Copy every one of the following lines verbatim, with no changes.

——

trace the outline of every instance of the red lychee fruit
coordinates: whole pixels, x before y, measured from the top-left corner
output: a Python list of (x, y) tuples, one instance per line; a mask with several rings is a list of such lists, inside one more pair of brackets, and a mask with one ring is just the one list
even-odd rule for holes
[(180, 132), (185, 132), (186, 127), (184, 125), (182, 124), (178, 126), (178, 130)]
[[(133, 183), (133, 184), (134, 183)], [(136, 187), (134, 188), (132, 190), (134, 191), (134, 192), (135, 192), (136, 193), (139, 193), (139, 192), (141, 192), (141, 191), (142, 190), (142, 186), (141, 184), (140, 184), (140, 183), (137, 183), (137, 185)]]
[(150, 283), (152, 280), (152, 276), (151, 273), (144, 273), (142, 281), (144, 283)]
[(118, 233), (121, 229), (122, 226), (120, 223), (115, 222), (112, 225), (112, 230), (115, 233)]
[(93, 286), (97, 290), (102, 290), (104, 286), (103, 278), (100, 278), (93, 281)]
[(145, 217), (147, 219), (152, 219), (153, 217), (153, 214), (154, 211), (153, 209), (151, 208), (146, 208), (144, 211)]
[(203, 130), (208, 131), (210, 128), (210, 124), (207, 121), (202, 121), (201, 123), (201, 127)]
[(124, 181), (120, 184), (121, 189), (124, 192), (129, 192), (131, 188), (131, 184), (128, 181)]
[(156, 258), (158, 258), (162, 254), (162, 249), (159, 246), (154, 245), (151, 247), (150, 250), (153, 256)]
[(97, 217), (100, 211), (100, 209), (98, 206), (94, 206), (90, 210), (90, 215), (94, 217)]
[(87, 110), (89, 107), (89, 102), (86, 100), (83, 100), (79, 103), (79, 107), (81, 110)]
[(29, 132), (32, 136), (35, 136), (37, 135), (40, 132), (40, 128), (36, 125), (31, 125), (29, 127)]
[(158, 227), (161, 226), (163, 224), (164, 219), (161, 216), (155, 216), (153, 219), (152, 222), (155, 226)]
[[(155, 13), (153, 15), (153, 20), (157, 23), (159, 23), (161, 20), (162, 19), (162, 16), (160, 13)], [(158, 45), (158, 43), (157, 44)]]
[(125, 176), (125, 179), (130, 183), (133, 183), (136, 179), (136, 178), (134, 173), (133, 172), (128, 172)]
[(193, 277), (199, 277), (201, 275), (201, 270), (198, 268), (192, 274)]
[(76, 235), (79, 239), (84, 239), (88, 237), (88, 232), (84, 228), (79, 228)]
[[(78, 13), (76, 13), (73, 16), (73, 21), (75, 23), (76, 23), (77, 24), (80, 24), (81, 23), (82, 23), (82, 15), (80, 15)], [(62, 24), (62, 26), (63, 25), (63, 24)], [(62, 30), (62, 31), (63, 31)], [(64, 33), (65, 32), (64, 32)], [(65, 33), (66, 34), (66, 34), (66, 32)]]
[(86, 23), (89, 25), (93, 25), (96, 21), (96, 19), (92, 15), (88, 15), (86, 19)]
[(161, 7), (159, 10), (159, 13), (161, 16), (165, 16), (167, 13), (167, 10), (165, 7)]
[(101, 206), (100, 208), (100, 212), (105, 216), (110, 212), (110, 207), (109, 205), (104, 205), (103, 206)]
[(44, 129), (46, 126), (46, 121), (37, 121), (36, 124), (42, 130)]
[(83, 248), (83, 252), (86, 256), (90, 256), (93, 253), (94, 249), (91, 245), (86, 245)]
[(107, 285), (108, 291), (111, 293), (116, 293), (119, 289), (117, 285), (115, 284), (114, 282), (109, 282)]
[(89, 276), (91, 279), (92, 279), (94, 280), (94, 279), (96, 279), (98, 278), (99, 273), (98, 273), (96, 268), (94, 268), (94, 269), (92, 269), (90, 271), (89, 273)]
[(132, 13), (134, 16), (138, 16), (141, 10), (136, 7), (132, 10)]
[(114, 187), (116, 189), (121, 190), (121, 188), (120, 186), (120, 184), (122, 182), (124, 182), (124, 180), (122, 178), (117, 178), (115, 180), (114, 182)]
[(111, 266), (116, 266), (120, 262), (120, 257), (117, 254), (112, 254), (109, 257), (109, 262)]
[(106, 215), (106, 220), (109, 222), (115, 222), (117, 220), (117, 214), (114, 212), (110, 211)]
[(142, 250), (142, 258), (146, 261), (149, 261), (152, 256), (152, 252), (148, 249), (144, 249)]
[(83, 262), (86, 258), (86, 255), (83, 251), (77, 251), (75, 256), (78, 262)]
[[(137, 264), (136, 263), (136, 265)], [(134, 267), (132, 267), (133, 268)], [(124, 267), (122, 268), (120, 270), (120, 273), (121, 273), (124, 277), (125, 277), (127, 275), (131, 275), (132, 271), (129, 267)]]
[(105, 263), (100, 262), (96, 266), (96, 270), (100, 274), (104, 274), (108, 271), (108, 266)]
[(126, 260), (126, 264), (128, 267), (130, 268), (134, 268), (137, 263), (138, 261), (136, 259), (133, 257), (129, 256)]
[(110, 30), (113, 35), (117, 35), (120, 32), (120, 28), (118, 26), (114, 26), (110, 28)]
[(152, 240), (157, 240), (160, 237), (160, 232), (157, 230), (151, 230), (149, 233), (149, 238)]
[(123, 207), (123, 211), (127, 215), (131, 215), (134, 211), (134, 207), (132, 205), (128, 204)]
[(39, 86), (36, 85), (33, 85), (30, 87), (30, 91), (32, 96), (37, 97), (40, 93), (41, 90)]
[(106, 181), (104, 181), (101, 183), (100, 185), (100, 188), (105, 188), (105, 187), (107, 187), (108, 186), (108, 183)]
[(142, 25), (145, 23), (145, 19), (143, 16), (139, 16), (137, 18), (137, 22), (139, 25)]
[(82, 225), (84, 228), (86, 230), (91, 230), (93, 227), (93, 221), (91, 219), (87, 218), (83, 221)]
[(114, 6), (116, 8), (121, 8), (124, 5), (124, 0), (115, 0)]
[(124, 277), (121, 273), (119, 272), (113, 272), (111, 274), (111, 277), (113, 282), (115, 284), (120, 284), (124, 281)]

——

Exercise answer —
trace the outline of every instance of the red lychee fruit
coordinates: whole pixels, x before y, measured from the top-left corner
output: a Python list of (x, y) tuples, one instance per line; a mask with several rings is a list of such lists, inside one more pair of brackets, and a mask with one ring is just the one list
even-odd rule for holes
[(180, 132), (185, 132), (186, 127), (184, 125), (182, 124), (178, 126), (178, 130)]
[[(133, 183), (133, 184), (134, 183)], [(136, 187), (134, 188), (132, 190), (134, 191), (134, 192), (135, 192), (136, 193), (139, 193), (139, 192), (141, 192), (141, 191), (142, 190), (142, 186), (141, 184), (140, 184), (140, 183), (137, 183), (137, 185)]]
[(150, 283), (152, 280), (152, 276), (151, 273), (144, 273), (142, 281), (144, 283)]
[(118, 233), (121, 229), (122, 226), (120, 223), (115, 222), (112, 225), (112, 230), (115, 233)]
[(93, 286), (97, 290), (102, 290), (104, 286), (103, 278), (100, 278), (93, 281)]
[(145, 217), (147, 219), (152, 219), (153, 217), (153, 214), (154, 211), (153, 209), (151, 208), (146, 208), (144, 211)]
[(203, 130), (208, 131), (210, 128), (210, 124), (207, 121), (202, 121), (201, 123), (201, 127)]
[(124, 181), (120, 184), (121, 189), (124, 192), (129, 192), (131, 188), (131, 184), (128, 181)]
[(156, 258), (158, 258), (162, 254), (162, 249), (159, 246), (154, 245), (151, 247), (150, 250), (153, 256)]
[(97, 217), (100, 211), (100, 209), (98, 206), (94, 206), (90, 210), (90, 215), (94, 217)]
[(87, 110), (89, 107), (89, 102), (86, 100), (83, 100), (79, 103), (79, 107), (81, 110)]
[(29, 132), (32, 136), (35, 136), (37, 135), (40, 132), (40, 128), (36, 125), (31, 125), (29, 127)]
[(158, 227), (161, 226), (163, 224), (164, 219), (161, 216), (155, 216), (153, 219), (152, 222), (155, 226)]
[[(155, 13), (153, 15), (153, 20), (157, 23), (159, 23), (161, 20), (162, 19), (162, 16), (160, 13)], [(158, 45), (158, 43), (157, 44)]]
[(125, 176), (125, 179), (130, 183), (133, 183), (136, 179), (136, 178), (134, 173), (133, 172), (128, 172)]
[(193, 277), (199, 277), (201, 275), (201, 270), (198, 268), (192, 274)]
[(76, 235), (79, 239), (84, 239), (88, 237), (88, 232), (84, 228), (79, 228)]
[[(78, 13), (76, 13), (73, 16), (73, 21), (75, 23), (76, 23), (77, 24), (80, 24), (81, 23), (82, 23), (82, 15), (80, 15)], [(62, 24), (62, 26), (63, 25), (63, 24)], [(62, 30), (62, 31), (63, 31)], [(64, 33), (65, 32), (64, 32)], [(65, 33), (66, 34), (66, 34), (66, 32)]]
[(86, 23), (89, 25), (93, 25), (96, 21), (96, 19), (92, 15), (88, 15), (86, 19)]
[(161, 7), (159, 10), (159, 13), (161, 16), (165, 16), (167, 13), (167, 10), (165, 7)]
[(101, 206), (100, 208), (100, 212), (105, 216), (110, 212), (110, 207), (109, 205), (104, 205), (103, 206)]
[(44, 129), (46, 126), (46, 121), (37, 121), (36, 124), (42, 130)]
[(83, 248), (83, 252), (86, 256), (90, 256), (93, 253), (94, 249), (91, 245), (86, 245)]
[(107, 285), (108, 291), (111, 293), (116, 293), (119, 289), (117, 285), (115, 284), (114, 282), (109, 282)]
[(89, 276), (91, 279), (92, 279), (94, 280), (94, 279), (96, 279), (98, 278), (99, 273), (98, 273), (96, 268), (94, 268), (94, 269), (92, 269), (90, 271), (89, 273)]
[(132, 13), (134, 16), (138, 16), (141, 10), (136, 7), (132, 10)]
[(114, 187), (116, 189), (121, 190), (121, 188), (120, 186), (120, 184), (122, 182), (124, 182), (124, 180), (122, 178), (117, 178), (115, 180), (114, 182)]
[(111, 266), (116, 266), (120, 262), (120, 257), (117, 254), (112, 254), (109, 257), (109, 262)]
[(106, 215), (106, 220), (109, 222), (115, 222), (117, 220), (117, 214), (114, 212), (110, 211)]
[(142, 250), (142, 258), (146, 261), (149, 261), (152, 256), (152, 252), (148, 249), (144, 249)]
[(83, 262), (86, 258), (86, 255), (83, 251), (77, 251), (75, 256), (78, 262)]
[[(137, 264), (136, 263), (136, 265)], [(134, 267), (132, 267), (133, 268)], [(124, 267), (122, 268), (120, 270), (120, 273), (121, 273), (124, 277), (125, 277), (127, 275), (131, 275), (132, 271), (129, 267)]]
[(105, 263), (100, 262), (96, 266), (96, 270), (100, 274), (104, 274), (108, 271), (108, 266)]
[(126, 260), (126, 264), (128, 267), (130, 268), (134, 268), (137, 263), (138, 261), (136, 259), (133, 257), (129, 256)]
[(110, 30), (113, 35), (117, 35), (120, 32), (120, 28), (118, 26), (114, 26), (110, 28)]
[(152, 240), (157, 240), (160, 237), (160, 232), (157, 230), (151, 230), (149, 233), (149, 238)]
[(123, 207), (123, 211), (127, 215), (131, 215), (134, 211), (134, 207), (132, 205), (128, 204)]
[(39, 86), (36, 85), (33, 85), (30, 87), (30, 91), (32, 96), (37, 97), (40, 93), (41, 90)]
[(106, 181), (104, 181), (101, 183), (100, 185), (100, 188), (105, 188), (105, 187), (107, 187), (108, 186), (108, 183)]
[(142, 25), (145, 23), (145, 19), (143, 16), (139, 16), (137, 18), (137, 22), (139, 25)]
[(82, 225), (84, 228), (86, 230), (91, 230), (93, 227), (93, 221), (91, 219), (87, 218), (83, 221)]
[(114, 6), (116, 8), (121, 8), (124, 5), (124, 0), (115, 0)]
[(124, 277), (121, 273), (119, 272), (113, 272), (111, 274), (111, 277), (113, 282), (115, 284), (120, 284), (124, 281)]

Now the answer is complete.